▶ [Your goal]
Reproduce the section of the mask-requirement fact-check below that begins with the words containing "Screenshot of a" and ends with "California, San Francisco.".

▶ [Exercise passage]
BEGIN

Social media posts claim that remaining US mask requirements exist to protect vaccinated people from those who have not been immunized against COVID-19. This is false; experts say that the reverse is true -- masking is primarily intended to protect those who have not been inoculated.
"SO THE UNVAXXED HAVE TO WEAR MASK TO PROTECT THE VAXXINATED," says a May 22, 2021 Facebook post. "ARE YOU AWAKE YET?"
Screenshot of a Facebook post taken on June 4, 2021
But the claim is "certainly a myth," said Dr Monica Gandhi, associate division chief of HIV, Infectious Diseases, and Global Medicine at San Francisco General Hospital.
At this stage, "those who are vaccinated no longer need to wear masks because they are protected by their vaccine and the vaccine also blocks transmission to others," she told AFP.
"The unvaccinated are being asked to mask indoors for their own protection," said Gandhi, who is also a professor of medicine at the University of California, San Francisco.
Dr Jewel Mullen, associate dean for health equity at the Dell Medical School at the University of Texas at Austin, agreed.
"The revised mask requirements reflect CDC's position that risk of Covid infection and transmission is very low among people who are vaccinated," she said, referring to the US Centers for Disease Control and Prevention.
"Unvaccinated people are still at much higher risk for developing and transmitting Covid-19. Therefore, masks remain a strong component of public health protection for them," said Mullen, who is also an associate professor of population health.

END

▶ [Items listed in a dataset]
BEGIN

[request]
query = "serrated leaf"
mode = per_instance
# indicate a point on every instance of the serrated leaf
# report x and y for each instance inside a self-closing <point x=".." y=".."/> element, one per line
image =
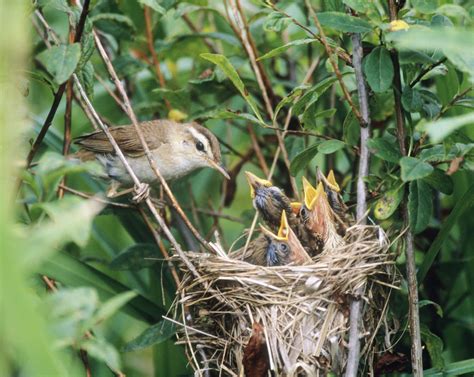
<point x="384" y="149"/>
<point x="223" y="63"/>
<point x="330" y="146"/>
<point x="153" y="4"/>
<point x="302" y="159"/>
<point x="343" y="22"/>
<point x="378" y="69"/>
<point x="103" y="351"/>
<point x="434" y="344"/>
<point x="414" y="168"/>
<point x="388" y="203"/>
<point x="136" y="257"/>
<point x="411" y="100"/>
<point x="440" y="129"/>
<point x="439" y="309"/>
<point x="155" y="334"/>
<point x="420" y="205"/>
<point x="111" y="306"/>
<point x="279" y="50"/>
<point x="440" y="181"/>
<point x="61" y="61"/>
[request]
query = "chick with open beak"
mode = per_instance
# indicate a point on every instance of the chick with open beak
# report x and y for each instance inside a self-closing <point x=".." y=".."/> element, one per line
<point x="268" y="200"/>
<point x="318" y="216"/>
<point x="333" y="191"/>
<point x="284" y="247"/>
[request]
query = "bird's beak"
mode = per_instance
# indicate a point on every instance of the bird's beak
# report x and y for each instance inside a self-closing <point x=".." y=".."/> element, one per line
<point x="310" y="194"/>
<point x="296" y="207"/>
<point x="219" y="167"/>
<point x="255" y="182"/>
<point x="329" y="181"/>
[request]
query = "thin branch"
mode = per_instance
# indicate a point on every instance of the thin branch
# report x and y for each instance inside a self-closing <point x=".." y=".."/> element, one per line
<point x="60" y="91"/>
<point x="413" y="313"/>
<point x="142" y="139"/>
<point x="353" y="357"/>
<point x="329" y="51"/>
<point x="340" y="52"/>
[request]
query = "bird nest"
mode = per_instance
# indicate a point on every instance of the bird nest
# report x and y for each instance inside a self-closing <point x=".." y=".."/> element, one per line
<point x="293" y="320"/>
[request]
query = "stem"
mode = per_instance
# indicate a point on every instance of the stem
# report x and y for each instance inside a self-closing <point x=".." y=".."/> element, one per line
<point x="356" y="305"/>
<point x="413" y="312"/>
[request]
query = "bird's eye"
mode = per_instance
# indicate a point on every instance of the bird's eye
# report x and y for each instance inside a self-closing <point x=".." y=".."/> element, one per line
<point x="200" y="146"/>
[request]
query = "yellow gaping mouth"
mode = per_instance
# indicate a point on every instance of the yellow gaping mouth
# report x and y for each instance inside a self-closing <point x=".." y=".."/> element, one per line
<point x="311" y="194"/>
<point x="254" y="182"/>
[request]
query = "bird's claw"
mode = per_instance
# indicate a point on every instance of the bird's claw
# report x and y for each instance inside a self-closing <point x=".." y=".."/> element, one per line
<point x="141" y="191"/>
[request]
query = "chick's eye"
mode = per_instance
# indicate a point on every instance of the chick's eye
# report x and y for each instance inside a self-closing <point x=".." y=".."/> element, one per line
<point x="284" y="247"/>
<point x="200" y="146"/>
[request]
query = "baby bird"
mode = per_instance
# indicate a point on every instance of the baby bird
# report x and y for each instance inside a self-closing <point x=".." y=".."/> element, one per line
<point x="178" y="149"/>
<point x="333" y="192"/>
<point x="270" y="249"/>
<point x="318" y="215"/>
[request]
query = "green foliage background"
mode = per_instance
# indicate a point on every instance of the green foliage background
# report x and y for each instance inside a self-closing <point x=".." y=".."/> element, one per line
<point x="97" y="254"/>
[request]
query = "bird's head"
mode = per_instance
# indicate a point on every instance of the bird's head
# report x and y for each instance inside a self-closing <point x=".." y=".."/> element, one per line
<point x="316" y="211"/>
<point x="203" y="148"/>
<point x="284" y="247"/>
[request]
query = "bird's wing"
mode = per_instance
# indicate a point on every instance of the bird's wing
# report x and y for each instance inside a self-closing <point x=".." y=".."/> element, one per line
<point x="126" y="138"/>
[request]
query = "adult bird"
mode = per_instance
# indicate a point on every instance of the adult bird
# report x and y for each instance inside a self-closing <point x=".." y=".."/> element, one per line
<point x="318" y="216"/>
<point x="177" y="148"/>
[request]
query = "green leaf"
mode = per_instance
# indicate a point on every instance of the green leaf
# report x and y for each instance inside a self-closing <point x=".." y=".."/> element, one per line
<point x="425" y="6"/>
<point x="385" y="149"/>
<point x="223" y="63"/>
<point x="136" y="257"/>
<point x="452" y="370"/>
<point x="411" y="100"/>
<point x="112" y="305"/>
<point x="302" y="159"/>
<point x="153" y="4"/>
<point x="103" y="351"/>
<point x="343" y="22"/>
<point x="74" y="273"/>
<point x="388" y="203"/>
<point x="440" y="181"/>
<point x="413" y="168"/>
<point x="61" y="61"/>
<point x="439" y="309"/>
<point x="155" y="334"/>
<point x="420" y="205"/>
<point x="434" y="344"/>
<point x="330" y="146"/>
<point x="285" y="47"/>
<point x="465" y="203"/>
<point x="378" y="69"/>
<point x="439" y="129"/>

END

▶ [Response to the task]
Screenshot of a Facebook post taken on June 4, 2021
But the claim is "certainly a myth," said Dr Monica Gandhi, associate division chief of HIV, Infectious Diseases, and Global Medicine at San Francisco General Hospital.
At this stage, "those who are vaccinated no longer need to wear masks because they are protected by their vaccine and the vaccine also blocks transmission to others," she told AFP.
"The unvaccinated are being asked to mask indoors for their own protection," said Gandhi, who is also a professor of medicine at the University of California, San Francisco.